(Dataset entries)

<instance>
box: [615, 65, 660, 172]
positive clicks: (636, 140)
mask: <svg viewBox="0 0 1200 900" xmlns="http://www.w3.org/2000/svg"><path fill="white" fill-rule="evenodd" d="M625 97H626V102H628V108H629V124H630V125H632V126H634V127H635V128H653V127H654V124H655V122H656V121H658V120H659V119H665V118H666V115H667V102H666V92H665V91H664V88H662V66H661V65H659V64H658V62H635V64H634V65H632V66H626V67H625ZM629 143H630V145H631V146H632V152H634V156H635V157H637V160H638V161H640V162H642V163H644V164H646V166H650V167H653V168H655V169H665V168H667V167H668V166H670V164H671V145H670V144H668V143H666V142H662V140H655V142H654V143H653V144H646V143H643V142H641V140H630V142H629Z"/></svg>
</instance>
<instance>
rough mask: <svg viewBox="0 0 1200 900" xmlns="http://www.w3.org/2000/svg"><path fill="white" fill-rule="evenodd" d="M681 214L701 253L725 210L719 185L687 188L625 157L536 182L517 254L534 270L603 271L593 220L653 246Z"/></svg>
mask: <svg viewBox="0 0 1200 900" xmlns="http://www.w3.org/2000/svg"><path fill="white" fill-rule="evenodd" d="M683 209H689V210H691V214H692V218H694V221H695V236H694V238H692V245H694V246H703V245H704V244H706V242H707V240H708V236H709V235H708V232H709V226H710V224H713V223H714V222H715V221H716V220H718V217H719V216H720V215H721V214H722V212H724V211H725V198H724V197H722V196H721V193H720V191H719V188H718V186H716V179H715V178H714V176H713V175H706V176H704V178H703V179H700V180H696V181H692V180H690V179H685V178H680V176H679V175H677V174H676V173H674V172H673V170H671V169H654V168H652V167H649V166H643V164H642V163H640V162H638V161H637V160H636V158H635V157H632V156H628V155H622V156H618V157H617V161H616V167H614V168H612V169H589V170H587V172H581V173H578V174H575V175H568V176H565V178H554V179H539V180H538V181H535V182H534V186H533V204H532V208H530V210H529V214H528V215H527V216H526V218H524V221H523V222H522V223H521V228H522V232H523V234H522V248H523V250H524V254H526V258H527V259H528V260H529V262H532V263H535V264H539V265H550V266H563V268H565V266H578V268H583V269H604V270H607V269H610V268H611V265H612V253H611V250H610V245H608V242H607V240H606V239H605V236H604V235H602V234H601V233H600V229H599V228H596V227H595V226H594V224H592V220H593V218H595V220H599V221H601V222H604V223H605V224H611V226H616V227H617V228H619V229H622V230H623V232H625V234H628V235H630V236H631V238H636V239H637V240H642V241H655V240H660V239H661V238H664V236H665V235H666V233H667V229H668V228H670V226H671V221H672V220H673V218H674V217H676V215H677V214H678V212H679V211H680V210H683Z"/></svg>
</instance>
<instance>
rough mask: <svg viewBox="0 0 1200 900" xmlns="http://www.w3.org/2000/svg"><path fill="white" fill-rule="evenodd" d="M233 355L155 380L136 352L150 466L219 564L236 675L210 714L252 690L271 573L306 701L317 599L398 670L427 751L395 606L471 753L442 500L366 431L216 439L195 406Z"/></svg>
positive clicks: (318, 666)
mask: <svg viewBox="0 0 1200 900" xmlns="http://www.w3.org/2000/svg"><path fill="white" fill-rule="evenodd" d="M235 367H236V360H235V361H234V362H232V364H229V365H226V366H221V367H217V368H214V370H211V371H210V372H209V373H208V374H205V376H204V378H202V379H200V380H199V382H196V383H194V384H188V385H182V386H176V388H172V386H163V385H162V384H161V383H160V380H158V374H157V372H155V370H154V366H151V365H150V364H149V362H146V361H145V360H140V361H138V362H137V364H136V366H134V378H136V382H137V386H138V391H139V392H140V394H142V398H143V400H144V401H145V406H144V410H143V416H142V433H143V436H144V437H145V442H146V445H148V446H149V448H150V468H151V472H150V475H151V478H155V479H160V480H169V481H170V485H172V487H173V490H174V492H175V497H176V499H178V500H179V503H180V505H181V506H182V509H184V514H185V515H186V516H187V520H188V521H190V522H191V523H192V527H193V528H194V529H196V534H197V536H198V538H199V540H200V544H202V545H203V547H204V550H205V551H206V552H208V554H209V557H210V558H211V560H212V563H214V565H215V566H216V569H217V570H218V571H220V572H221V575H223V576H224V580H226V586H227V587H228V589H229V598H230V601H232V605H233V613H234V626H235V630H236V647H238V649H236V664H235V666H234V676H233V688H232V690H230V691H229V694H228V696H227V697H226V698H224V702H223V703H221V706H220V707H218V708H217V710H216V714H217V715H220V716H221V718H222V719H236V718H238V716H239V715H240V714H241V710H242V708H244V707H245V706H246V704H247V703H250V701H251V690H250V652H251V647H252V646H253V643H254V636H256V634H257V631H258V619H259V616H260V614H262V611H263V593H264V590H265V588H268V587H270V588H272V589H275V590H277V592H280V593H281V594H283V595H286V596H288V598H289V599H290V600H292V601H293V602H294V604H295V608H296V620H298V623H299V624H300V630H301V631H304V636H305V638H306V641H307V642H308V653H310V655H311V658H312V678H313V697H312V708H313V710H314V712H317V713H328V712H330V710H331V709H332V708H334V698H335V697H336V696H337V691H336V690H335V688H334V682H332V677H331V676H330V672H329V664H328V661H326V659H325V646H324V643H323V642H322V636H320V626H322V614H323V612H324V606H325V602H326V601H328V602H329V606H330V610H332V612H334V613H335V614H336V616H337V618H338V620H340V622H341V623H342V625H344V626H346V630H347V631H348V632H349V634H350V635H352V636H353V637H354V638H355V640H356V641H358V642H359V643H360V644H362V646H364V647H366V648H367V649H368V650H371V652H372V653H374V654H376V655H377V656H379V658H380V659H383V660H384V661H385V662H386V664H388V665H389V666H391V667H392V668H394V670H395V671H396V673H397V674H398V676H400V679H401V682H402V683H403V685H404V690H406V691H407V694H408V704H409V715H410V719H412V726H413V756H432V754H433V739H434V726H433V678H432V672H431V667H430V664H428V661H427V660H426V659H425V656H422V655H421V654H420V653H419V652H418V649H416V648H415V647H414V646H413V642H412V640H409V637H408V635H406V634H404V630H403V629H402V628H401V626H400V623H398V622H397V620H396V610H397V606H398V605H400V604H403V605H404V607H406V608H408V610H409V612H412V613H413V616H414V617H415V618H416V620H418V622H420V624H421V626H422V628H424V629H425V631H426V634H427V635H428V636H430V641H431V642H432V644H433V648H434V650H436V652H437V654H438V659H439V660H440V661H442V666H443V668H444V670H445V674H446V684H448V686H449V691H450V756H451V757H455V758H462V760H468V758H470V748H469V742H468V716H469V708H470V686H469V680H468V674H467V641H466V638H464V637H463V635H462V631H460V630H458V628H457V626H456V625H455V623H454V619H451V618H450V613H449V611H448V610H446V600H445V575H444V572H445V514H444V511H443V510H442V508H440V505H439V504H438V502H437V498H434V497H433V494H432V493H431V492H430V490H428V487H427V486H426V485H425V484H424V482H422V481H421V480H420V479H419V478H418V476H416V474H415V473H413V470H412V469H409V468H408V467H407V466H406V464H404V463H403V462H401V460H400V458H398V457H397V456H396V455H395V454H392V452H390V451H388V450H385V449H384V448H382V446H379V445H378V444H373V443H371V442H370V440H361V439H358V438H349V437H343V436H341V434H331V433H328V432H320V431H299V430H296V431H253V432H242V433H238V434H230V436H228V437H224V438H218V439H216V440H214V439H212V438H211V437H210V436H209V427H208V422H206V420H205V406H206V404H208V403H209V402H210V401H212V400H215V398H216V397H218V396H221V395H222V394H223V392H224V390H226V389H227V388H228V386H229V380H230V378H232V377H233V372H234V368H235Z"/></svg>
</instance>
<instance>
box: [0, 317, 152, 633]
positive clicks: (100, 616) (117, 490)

**Problem statement**
The full data, repeated exactly, is the only acceptable output.

**Result for this exercise**
<instance>
box: [615, 65, 660, 172]
positive clicks: (636, 140)
mask: <svg viewBox="0 0 1200 900" xmlns="http://www.w3.org/2000/svg"><path fill="white" fill-rule="evenodd" d="M625 97H626V102H628V108H629V124H630V125H632V126H634V127H635V128H653V127H654V124H655V122H656V121H658V120H659V119H665V118H666V115H667V102H666V92H665V91H664V88H662V66H661V65H659V64H658V62H635V64H634V65H632V66H626V67H625ZM629 143H630V145H631V146H632V152H634V156H635V157H637V160H638V161H640V162H642V163H644V164H646V166H650V167H653V168H655V169H665V168H667V167H668V166H670V164H671V145H670V144H668V143H666V142H662V140H655V142H654V143H653V144H646V143H643V142H641V140H630V142H629Z"/></svg>
</instance>
<instance>
rough mask: <svg viewBox="0 0 1200 900" xmlns="http://www.w3.org/2000/svg"><path fill="white" fill-rule="evenodd" d="M681 214L701 253L725 210L719 185L687 188L625 157L536 182L517 254L534 270L603 271L593 220L653 246Z"/></svg>
mask: <svg viewBox="0 0 1200 900" xmlns="http://www.w3.org/2000/svg"><path fill="white" fill-rule="evenodd" d="M683 209H689V210H691V214H692V218H694V221H695V236H694V238H692V245H694V246H703V245H704V244H706V242H707V240H708V236H709V235H708V232H709V226H710V224H713V223H714V222H715V221H716V220H718V217H719V216H720V215H721V214H722V212H724V211H725V198H724V197H722V196H721V193H720V191H719V188H718V186H716V179H715V178H714V176H713V175H706V176H704V178H703V179H700V180H696V181H692V180H690V179H685V178H680V176H679V175H677V174H676V173H674V172H673V170H671V169H654V168H652V167H649V166H643V164H642V163H640V162H638V161H637V160H636V158H635V157H632V156H628V155H622V156H618V157H617V161H616V167H614V168H612V169H589V170H587V172H581V173H578V174H575V175H568V176H565V178H554V179H539V180H538V181H535V182H534V186H533V204H532V208H530V210H529V214H528V215H527V216H526V218H524V221H523V222H522V223H521V228H522V232H523V234H522V248H523V250H524V254H526V258H527V259H528V260H529V262H532V263H535V264H539V265H550V266H563V268H565V266H578V268H583V269H604V270H607V269H610V268H611V265H612V253H611V250H610V245H608V242H607V240H606V239H605V236H604V235H602V234H601V233H600V229H599V228H596V227H595V226H594V224H592V220H593V218H595V220H599V221H601V222H604V223H605V224H611V226H616V227H617V228H619V229H622V230H623V232H625V234H628V235H630V236H631V238H636V239H637V240H642V241H655V240H660V239H661V238H664V236H665V235H666V233H667V229H668V228H670V226H671V221H672V220H673V218H674V217H676V215H677V214H678V212H679V211H680V210H683Z"/></svg>
</instance>
<instance>
rough mask: <svg viewBox="0 0 1200 900" xmlns="http://www.w3.org/2000/svg"><path fill="white" fill-rule="evenodd" d="M233 355L155 380L136 352L150 466L219 564L236 675L210 714L252 690L271 573L306 701L317 599L398 670L427 751L395 606L471 753L442 500L366 431L216 439L195 406Z"/></svg>
positive clicks: (318, 666)
mask: <svg viewBox="0 0 1200 900" xmlns="http://www.w3.org/2000/svg"><path fill="white" fill-rule="evenodd" d="M235 367H236V360H235V361H234V362H232V364H229V365H226V366H221V367H217V368H214V370H211V371H210V372H209V373H208V374H205V376H204V378H202V379H200V380H199V382H196V383H194V384H188V385H182V386H176V388H172V386H163V385H162V384H161V383H160V380H158V374H157V372H155V370H154V366H151V365H150V364H149V362H146V361H145V360H140V361H138V362H137V364H136V366H134V378H136V382H137V386H138V391H139V392H140V394H142V398H143V400H144V401H145V406H144V410H143V416H142V433H143V436H144V437H145V442H146V445H148V446H149V448H150V468H151V472H150V475H151V478H155V479H160V480H169V481H170V485H172V487H173V490H174V492H175V497H176V499H178V500H179V503H180V505H181V506H182V509H184V514H185V515H186V516H187V520H188V521H190V522H191V523H192V527H193V528H194V529H196V534H197V536H198V538H199V540H200V544H202V545H203V547H204V550H205V551H206V552H208V554H209V557H210V558H211V560H212V563H214V565H215V566H216V569H217V570H218V571H220V572H221V575H223V576H224V580H226V586H227V587H228V589H229V598H230V601H232V605H233V613H234V626H235V630H236V647H238V649H236V664H235V666H234V676H233V688H232V690H230V691H229V694H228V696H227V697H226V698H224V702H223V703H221V706H220V707H218V708H217V710H216V714H217V715H220V716H221V718H222V719H236V718H238V716H239V715H240V714H241V710H242V708H244V707H245V706H246V704H247V703H250V701H251V690H250V652H251V647H252V646H253V643H254V636H256V634H257V631H258V619H259V616H260V614H262V611H263V593H264V590H265V588H268V587H270V588H272V589H275V590H277V592H280V593H281V594H283V595H286V596H288V598H289V599H290V600H292V601H293V602H294V604H295V608H296V620H298V623H299V624H300V630H301V631H304V636H305V638H306V641H307V642H308V653H310V655H311V658H312V678H313V697H312V708H313V710H314V712H317V713H328V712H330V710H331V709H332V708H334V698H335V697H336V696H337V691H336V690H335V688H334V682H332V677H331V676H330V672H329V664H328V661H326V659H325V646H324V643H323V642H322V636H320V626H322V614H323V612H324V606H325V602H326V601H328V602H329V606H330V610H332V612H334V613H335V614H336V616H337V618H338V620H340V622H341V623H342V625H344V626H346V630H347V631H348V632H349V634H350V635H352V636H353V637H354V638H355V640H356V641H358V642H359V643H360V644H362V646H364V647H366V648H367V649H368V650H371V652H372V653H374V654H376V655H377V656H379V658H380V659H383V660H384V661H385V662H386V664H388V665H389V666H391V667H392V668H394V670H395V671H396V673H397V674H398V676H400V679H401V682H402V683H403V685H404V690H406V691H407V694H408V704H409V715H410V719H412V726H413V756H432V754H433V739H434V726H433V678H432V672H431V667H430V664H428V661H427V660H426V659H425V656H422V655H421V654H420V653H419V652H418V649H416V648H415V647H414V646H413V642H412V640H409V637H408V635H406V634H404V630H403V629H402V628H401V626H400V623H398V622H397V620H396V610H397V606H398V605H400V604H403V605H404V607H406V608H408V610H409V612H412V613H413V616H414V617H415V618H416V620H418V622H420V624H421V626H422V628H424V629H425V631H426V634H427V635H428V636H430V641H431V642H432V644H433V648H434V650H436V652H437V654H438V659H439V660H440V661H442V666H443V668H444V670H445V674H446V684H448V686H449V691H450V756H451V757H455V758H462V760H468V758H470V748H469V742H468V716H469V708H470V686H469V680H468V674H467V641H466V638H464V637H463V635H462V631H460V630H458V628H457V626H456V625H455V623H454V619H451V618H450V613H449V611H448V610H446V600H445V575H444V572H445V514H444V511H443V510H442V508H440V505H439V504H438V502H437V498H434V497H433V494H432V493H431V492H430V490H428V487H427V486H426V485H425V484H424V482H422V481H421V480H420V479H419V478H418V476H416V474H415V473H413V470H412V469H409V468H408V467H407V466H406V464H404V463H403V462H401V460H400V458H398V457H397V456H396V455H395V454H392V452H390V451H388V450H385V449H384V448H382V446H379V445H378V444H373V443H371V442H370V440H361V439H358V438H349V437H343V436H341V434H331V433H328V432H320V431H299V430H296V431H253V432H242V433H238V434H230V436H228V437H224V438H218V439H216V440H214V439H212V438H211V437H210V436H209V427H208V422H206V420H205V406H206V404H208V403H209V402H210V401H212V400H215V398H216V397H218V396H221V395H222V394H223V392H224V390H226V389H227V388H228V386H229V380H230V378H232V377H233V372H234V368H235Z"/></svg>
</instance>
<instance>
box: [0, 317, 152, 633]
positive clicks: (100, 616) (117, 490)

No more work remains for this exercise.